Ein Zurück in gute alte Zeiten bleibt Illusion

Die Bundesregierung einigt sich nach langem öffentlichem Gezerre auf ein „Wachstumschancengesetz“. Und in den USA richten sich alle Blicke auf die neue Hoffnungsträgerin Kamala Harris. Wird am Ende doch wieder alles gut? Und kehrt gerade Deutschland und kehren die deutschen Unternehmen nach der langen Phase der Wirtschaftsflaute jetzt wieder auf den alten Pfad des Wachstums zurück? Diese Fragen stellen sich derzeit viele in Deutschland – praktisch in einer Art Mantra, dass dort am langen Ende gut werden muss, was einfach gut werden muss. Doch die derzeitige Wirtschaftslage ist gerade nicht so, wie beim Kind, das nach einer langen dunklen Nacht den hellen Morgen herbeisehnt. Eine Garantie auf ein baldiges Aufhellen gibt es derzeit in der Wirtschaft nicht.

Kein Abschwung, sondern ein fundamentaler Wandel

Der Grund dafür ist einfach: Deutschland steckt nicht in einer konjunkturellen Delle, einem vorübergehenden Abschwung. Dr. Peter Steidl, „Behavior Change Expert“ bei der in Hannover ansässigen Strategie- und Kreativagentur Kochstrasse, hält dem Standort D schonungslos den Spiegel vor: „Vielmehr befinden wir uns in einem massiven Übergang, der uns durch eine lange Zeit des Wandels in eine Zukunft führen wird, die von neuen Technologien, neuen Lieferketten, neuen geopolitischen Arrangements, neuen staatlichen Prioritäten und dem Überleben der agilsten und flexibelsten Unternehmen geprägt sein wird.“ Mit anderen Worten: Unternehmen, die auf ein „Wird schon“ und auf ein „Weiter so!“ setzen, werden es zukünftig schwer bis unmöglich haben. Steidl: „Es gilt daher, die Notwendigkeit zu erkennen, heute zu handeln und die eigene unternehmerische Zukunft aktiv zu gestalten, anstatt von ihr überrascht zu werden.“ Peter Steidl befasst sich seit Jahren mit dem Themenkomplex der Markenführung in Zeiten der Unsicherheit und Angst. Seine Kernthese: Die Zukunft ist ungewiss, aber die massiven Änderungen bieten beispiellose Chancen für Vermarkter, die neue strategische Richtungen einzuschlagen bereit sind. Im Oktober erscheint dazu sein neuestes Buch – nutzwertig und optimistisch.

(ÜBUNGSAUFGABEN)
1. Warum gibt es laut dem Text zur Wirtschaftslage derzeit keine Garantie darauf, dass sich die Wirtschaft bald aufhellt? Erkläre es in einem bis drei Sätzen.
2. Schreibe den Text zur Wirtschaftslage im Anschluss an seinen letzten Satz weiter.

Aus einer Sammlung entnommene Daten:
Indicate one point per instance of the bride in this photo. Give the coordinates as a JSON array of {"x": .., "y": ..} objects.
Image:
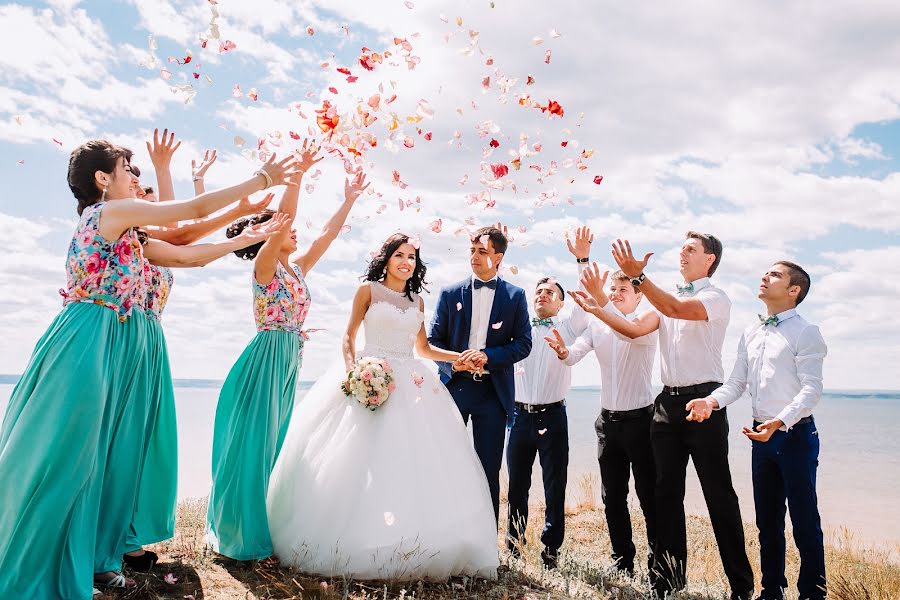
[{"x": 396, "y": 493}]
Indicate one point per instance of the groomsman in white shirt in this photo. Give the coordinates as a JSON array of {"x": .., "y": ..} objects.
[
  {"x": 779, "y": 363},
  {"x": 691, "y": 328},
  {"x": 540, "y": 425},
  {"x": 626, "y": 400}
]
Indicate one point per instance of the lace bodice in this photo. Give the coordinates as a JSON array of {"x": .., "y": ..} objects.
[{"x": 391, "y": 323}]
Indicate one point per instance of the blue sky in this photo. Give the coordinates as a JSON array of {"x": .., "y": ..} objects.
[{"x": 777, "y": 128}]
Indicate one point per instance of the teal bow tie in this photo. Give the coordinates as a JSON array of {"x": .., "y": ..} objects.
[{"x": 773, "y": 320}]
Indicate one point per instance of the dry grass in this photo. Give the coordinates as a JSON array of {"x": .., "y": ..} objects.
[{"x": 855, "y": 571}]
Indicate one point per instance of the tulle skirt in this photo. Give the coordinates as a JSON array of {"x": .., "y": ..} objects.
[
  {"x": 254, "y": 409},
  {"x": 70, "y": 446},
  {"x": 157, "y": 496},
  {"x": 396, "y": 493}
]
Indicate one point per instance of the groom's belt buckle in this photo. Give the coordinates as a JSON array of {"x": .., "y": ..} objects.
[{"x": 536, "y": 408}]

(LÖSUNGEN)
1. Deutschland steckt nicht in einer konjunkturellen Delle oder einem vorübergehenden Abschwung, sondern in einem massiven Übergang. Dieser führt durch eine lange Zeit des Wandels in eine Zukunft, die von neuen Technologien, Lieferketten, geopolitischen Arrangements und staatlichen Prioritäten geprägt ist und in der nur die agilsten und flexibelsten Unternehmen bestehen.

2.
Klingt logisch, ist in der Praxis aber schwer. Wie jeder Einzelne und jede Einzelne von uns haben auch Unternehmen als ganze Organisationen ein bestimmtes Beharrungsvermögen, halten lieber am Bewährten fest, als Neues zu wagen. Doch in den Zeiten der Zeitenwende und des fundamentalen technologischen Wandels ist diese Strategie brandgefährlich.

Der erste Schritt der Veränderung beginnt damit, mehr zu erfahren über den „inneren Schweinehund“ auch in Organisationen und Unternehmen – und mit diesem Wissen dann entschieden dagegen vorzugehen. Genau auf dieser Denke beruht der Beratungsansatz der Agentur Kochstrasse. 1995 auf einem Dachboden in der gleichnamigen Straße in Hannover-Linden gegründet, arbeiten dort heute mehr als 60 Mitarbeiterinnen und Mitarbeiter für renommierte Kunden aus dem Großraum Hannover und ganz Deutschland – darunter Unternehmen wie Continental, Daimler, TUI, Volkswagen, Rossmann, Komatsu, Sennheiser, die AOK Niedersachsen oder das Land Niedersachsen. Kochstrasse definiert sich als Strategie- und Kreativagentur mit den Kernkompetenzen Neuromarketing, Strategie und Consulting, Kampagne und Branding, Motion/Film und 3D sowie Social Media und GIF-Marketing.

Unternehmensstratege Peter Steidl hat ein weiteres Problem ausgemacht: die Strategieprozesse in den Unternehmen. Er spricht den Firmen nicht den Willen zum Wandel ab, stellt aber Folgendes fest: „Wir können nicht ignorieren, dass deutsche Unternehmen ihre Strategien, Prozesse und Systeme stark an den vorherrschenden Rahmenbedingungen ausgerichtet haben – und das war, wie wir bis vor kurzem erlebt haben, ein Wachstumsumfeld.“ Doch die Weltwirtschaft wächst nicht mehr wie früher. Die Globalisierung ist ins Stocken geraten, verkehrt sich angesichts des zunehmenden Protektionismus gerade zwischen den USA und China aktuell sogar in ihr Gegenstück. Das auf Export, Export, Export ausgerichtete deutsche Wirtschaftsmodell, das über viele Jahre und Jahrzehnte so erfolgreich schnurrte wie der Motor eines „Golf“, kommt da an seine Grenzen.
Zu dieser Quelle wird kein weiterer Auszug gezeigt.